Your instructions
Output every entry exactly as written.

Data excerpts
--------

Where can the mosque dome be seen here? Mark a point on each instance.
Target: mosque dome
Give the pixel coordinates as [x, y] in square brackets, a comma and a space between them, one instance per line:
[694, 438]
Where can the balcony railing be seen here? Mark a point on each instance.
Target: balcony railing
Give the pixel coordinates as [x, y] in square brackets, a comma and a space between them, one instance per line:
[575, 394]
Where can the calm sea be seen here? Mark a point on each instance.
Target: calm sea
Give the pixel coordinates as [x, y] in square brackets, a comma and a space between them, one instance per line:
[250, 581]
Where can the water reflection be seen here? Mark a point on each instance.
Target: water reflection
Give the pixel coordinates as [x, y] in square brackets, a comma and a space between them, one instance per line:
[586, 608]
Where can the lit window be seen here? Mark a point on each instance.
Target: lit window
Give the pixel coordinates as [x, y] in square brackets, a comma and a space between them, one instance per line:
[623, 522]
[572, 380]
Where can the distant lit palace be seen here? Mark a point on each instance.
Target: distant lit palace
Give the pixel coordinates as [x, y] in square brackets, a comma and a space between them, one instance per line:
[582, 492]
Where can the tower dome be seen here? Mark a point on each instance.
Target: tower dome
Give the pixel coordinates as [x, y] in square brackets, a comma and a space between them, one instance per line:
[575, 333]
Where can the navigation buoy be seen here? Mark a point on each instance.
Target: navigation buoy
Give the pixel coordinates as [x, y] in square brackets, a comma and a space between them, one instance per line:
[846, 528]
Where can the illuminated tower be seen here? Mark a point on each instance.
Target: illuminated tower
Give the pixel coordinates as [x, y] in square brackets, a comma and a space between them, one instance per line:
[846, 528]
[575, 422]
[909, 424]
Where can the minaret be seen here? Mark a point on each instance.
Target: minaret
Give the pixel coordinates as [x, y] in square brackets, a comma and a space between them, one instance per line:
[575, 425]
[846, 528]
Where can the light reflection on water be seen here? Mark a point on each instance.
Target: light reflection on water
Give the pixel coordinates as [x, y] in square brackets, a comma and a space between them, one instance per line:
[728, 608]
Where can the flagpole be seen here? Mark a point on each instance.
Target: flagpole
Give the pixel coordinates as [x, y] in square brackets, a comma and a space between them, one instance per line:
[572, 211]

--------

Answer to the task
Where can the mosque dome be seen here? Mark a point on each instance.
Target: mosque dome
Give the pixel coordinates as [x, y] in square brackets, a comma and a space between them, one instance per line:
[694, 438]
Where can the balcony railing be seen here? Mark a point on each instance.
Target: balcony railing
Give the pixel coordinates as [x, y] in square brackets, a comma and a space between them, one instance per line:
[575, 394]
Where can the calm sea be seen here? Mark a point on each instance.
Target: calm sea
Give the pixel coordinates as [x, y] in square brackets, a comma and a space between them, one instance per line:
[250, 581]
Where can the water reflection be seen here? Mark a point on each instance.
Target: water reflection
Give the pixel coordinates as [x, y] in square brackets, a comma and a space between them, one instance per line:
[586, 608]
Where can the lit window be seen here? Mark a point on each instance.
Target: lit window
Give the pixel coordinates as [x, y] in square brackets, a comma and a space between them, one instance per line:
[623, 522]
[572, 380]
Where can the distant lit palace be seen here? Mark a point on each instance.
Target: distant lit palace
Give the pixel coordinates as [x, y] in square brackets, a comma and a space between them, one instance per line:
[582, 492]
Where can the tower dome be seen here? Mark a point on each instance.
Target: tower dome
Give the pixel coordinates as [x, y] in square brackets, a comma and a space between them, one instance per line:
[575, 333]
Where can the navigation buoy be seen here? Mark a point on each instance.
Target: navigation buoy
Give the pixel coordinates as [x, y] in square brackets, a comma and a space between them, one instance per line:
[846, 528]
Where can the illuminated tower be seen here? Mark a point on each instance.
Target: illuminated tower
Give the pixel coordinates as [x, y] in square brackets, a comma and a space between them, one instance per line:
[846, 528]
[575, 422]
[909, 424]
Where can the minaret be seen here? Mark a point on each instance.
Target: minaret
Give the pixel coordinates as [x, y] in square brackets, a comma and a space between them, one instance per line:
[575, 425]
[846, 528]
Where can the light reflection on water be seen here? Mark a point on each instance.
Target: light reflection on water
Give the pixel coordinates as [x, y] in square brackets, a comma and a space between them, one instance per line:
[728, 608]
Where can the flagpole be seen here? Mark a point on each instance.
Target: flagpole
Give the pixel coordinates as [x, y] in square brackets, a comma and a space between them, one instance per line:
[572, 211]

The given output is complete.